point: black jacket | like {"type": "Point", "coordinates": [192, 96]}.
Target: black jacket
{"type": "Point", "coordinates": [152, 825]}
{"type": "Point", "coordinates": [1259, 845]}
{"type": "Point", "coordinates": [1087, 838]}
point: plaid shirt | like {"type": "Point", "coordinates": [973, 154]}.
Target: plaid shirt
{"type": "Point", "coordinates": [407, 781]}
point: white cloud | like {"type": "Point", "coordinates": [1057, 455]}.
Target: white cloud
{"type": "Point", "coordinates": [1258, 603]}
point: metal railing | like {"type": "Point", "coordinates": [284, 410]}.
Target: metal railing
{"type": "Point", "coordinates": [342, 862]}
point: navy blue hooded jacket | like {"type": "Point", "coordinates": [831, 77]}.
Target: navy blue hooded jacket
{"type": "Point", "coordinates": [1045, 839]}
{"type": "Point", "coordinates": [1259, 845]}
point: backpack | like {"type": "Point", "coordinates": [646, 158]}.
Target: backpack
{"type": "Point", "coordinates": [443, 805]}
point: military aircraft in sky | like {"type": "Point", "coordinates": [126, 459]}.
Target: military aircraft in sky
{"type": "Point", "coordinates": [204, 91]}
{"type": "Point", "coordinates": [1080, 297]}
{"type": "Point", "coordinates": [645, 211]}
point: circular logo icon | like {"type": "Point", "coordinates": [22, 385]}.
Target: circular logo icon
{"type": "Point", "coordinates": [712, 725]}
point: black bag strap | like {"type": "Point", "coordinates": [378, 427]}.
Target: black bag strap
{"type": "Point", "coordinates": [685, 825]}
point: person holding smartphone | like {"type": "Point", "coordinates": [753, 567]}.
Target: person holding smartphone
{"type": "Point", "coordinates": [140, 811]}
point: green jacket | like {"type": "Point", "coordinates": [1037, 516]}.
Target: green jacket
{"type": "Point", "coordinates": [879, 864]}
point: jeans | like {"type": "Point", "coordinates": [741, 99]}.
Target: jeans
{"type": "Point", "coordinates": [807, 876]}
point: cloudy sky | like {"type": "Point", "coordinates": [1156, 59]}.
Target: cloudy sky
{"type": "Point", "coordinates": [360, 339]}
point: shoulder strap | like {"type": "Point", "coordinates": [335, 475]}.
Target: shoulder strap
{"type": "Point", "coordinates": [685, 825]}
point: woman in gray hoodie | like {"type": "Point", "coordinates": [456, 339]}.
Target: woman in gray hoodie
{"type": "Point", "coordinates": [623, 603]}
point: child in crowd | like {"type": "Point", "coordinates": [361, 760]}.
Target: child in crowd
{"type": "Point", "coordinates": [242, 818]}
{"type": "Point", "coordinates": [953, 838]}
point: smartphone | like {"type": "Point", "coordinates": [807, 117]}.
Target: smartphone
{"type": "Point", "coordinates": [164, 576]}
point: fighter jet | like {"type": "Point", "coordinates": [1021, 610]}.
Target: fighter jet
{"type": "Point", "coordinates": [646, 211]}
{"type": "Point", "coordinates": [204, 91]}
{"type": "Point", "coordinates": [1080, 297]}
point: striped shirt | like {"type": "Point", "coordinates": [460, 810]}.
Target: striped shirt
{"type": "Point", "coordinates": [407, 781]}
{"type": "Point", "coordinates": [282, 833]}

☆ ☆ ☆ ☆ ☆

Starting with the line that contains "point: woman in" and continuing through the last of the rows, format each line as a string in a JSON list, one string per line, and leave out any blank lines.

● **Solved exercise**:
[
  "point: woman in gray hoodie | like {\"type\": \"Point\", \"coordinates\": [456, 339]}.",
  "Target: woman in gray hoodie",
  "{\"type\": \"Point\", \"coordinates\": [623, 603]}",
  "point: child in crowd | like {\"type\": \"Point\", \"coordinates\": [361, 760]}.",
  "Target: child in crowd",
  "{\"type\": \"Point\", \"coordinates\": [242, 818]}",
  "{\"type\": \"Point\", \"coordinates\": [953, 838]}",
  "point: smartphone | like {\"type\": \"Point\", \"coordinates\": [807, 117]}.",
  "Target: smartphone",
  "{\"type\": \"Point\", \"coordinates\": [164, 576]}",
  "point: fighter jet | like {\"type\": \"Point\", \"coordinates\": [1021, 610]}.",
  "Target: fighter jet",
  "{\"type\": \"Point\", \"coordinates\": [646, 211]}",
  "{\"type\": \"Point\", \"coordinates\": [204, 91]}",
  "{\"type\": \"Point\", \"coordinates\": [1080, 297]}",
  "point: striped shirt | like {\"type\": \"Point\", \"coordinates\": [460, 810]}.",
  "Target: striped shirt",
  "{\"type\": \"Point\", \"coordinates\": [407, 781]}",
  "{\"type\": \"Point\", \"coordinates\": [282, 833]}"
]